DAFTAR TUGAS
1. Ubah paragraf teks halaman yang diawali "Penasihat khusus mengenai hak-hak anak" menjadi daftar butir singkat yang tetap memuat fakta-fakta utamanya.
2. Ulangi tanpa perubahan bagian teks halaman yang dimulai pada kata-kata "Seminar yang diselenggarakan" dan berhenti setelah kata-kata "ke-500 reformasi gereja.".

TEKS HALAMAN
——————

Reformasi Gereja Berperan Penting dalam Banyak Hal
JENEWA, SATUHARAPAN.COM – Reformasi memiliki peran penting dalam mempercepat dan memodernisasi pandangan iman Kristen dalam banyak masalah, termasuk eksistensi kemanusiaan. Hal ini mengemuka dalam seminar mengenai hak-hak anak, kesehatan dan ketahanan pangan, nasib pengungsi, dan warisan ekumenis, pada Jumat (4/11) di Plaine de Plainpalais, Jenewa.
Seminar yang diselenggarakan World Council of Churches (WCC) atau Dewan Gereja Dunia ini, merupakan bagian dari peringatan ulang tahun ke-500 reformasi gereja.
Reformasi dalam Hak Anak
Penasihat khusus mengenai hak-hak anak di WCC, Frederique Seidel, menjelaskan salah satu isi seminar tersebut yakni pemberian informasi mengenai hak-hak anak yang berfokus pada pencegahan kekerasan terhadap anak. Seidel mempresentasikan karya WCC dan sejumlah mitra gerejanya yang bertujuan mencapai peningkatan kesejahteraan anak-anak melalui berbagai proyek di tingkat lokal, nasional, dan dunia.
“Ada hubungan kuat antara yang kita kerjakan untuk mempromosikan hak-hak anak dan reformasi. Hal ini dengan memberikan banyak ruang untuk anak-anak dapat bersuara yang dapat kita adaptasikan dengan baik dalam tindakan gereja untuk kebutuhan dan realitas hari ini dan besok,” kata Seidel.

——————

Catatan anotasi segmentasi
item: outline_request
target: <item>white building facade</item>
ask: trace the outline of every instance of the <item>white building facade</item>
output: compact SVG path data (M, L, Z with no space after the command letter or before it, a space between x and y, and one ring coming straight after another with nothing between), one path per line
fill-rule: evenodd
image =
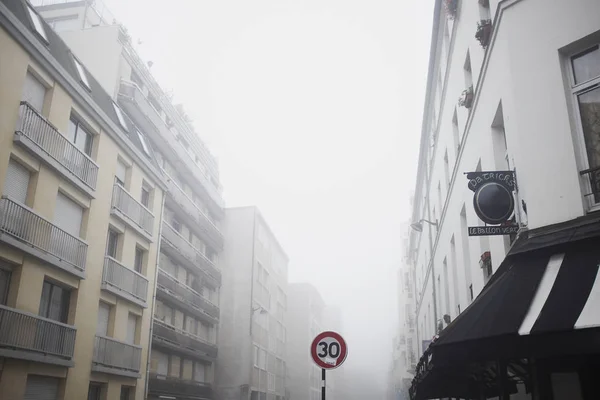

——————

HASIL PER TUGAS
1.
- Frederique Seidel adalah penasihat khusus mengenai hak-hak anak di WCC.
- Salah satu isi seminar adalah pemberian informasi tentang hak-hak anak yang berfokus pada pencegahan kekerasan terhadap anak.
- Seidel mempresentasikan karya WCC dan sejumlah mitra gerejanya.
- Karya tersebut bertujuan meningkatkan kesejahteraan anak-anak melalui berbagai proyek di tingkat lokal, nasional, dan dunia.

2.
Seminar yang diselenggarakan World Council of Churches (WCC) atau Dewan Gereja Dunia ini, merupakan bagian dari peringatan ulang tahun ke-500 reformasi gereja.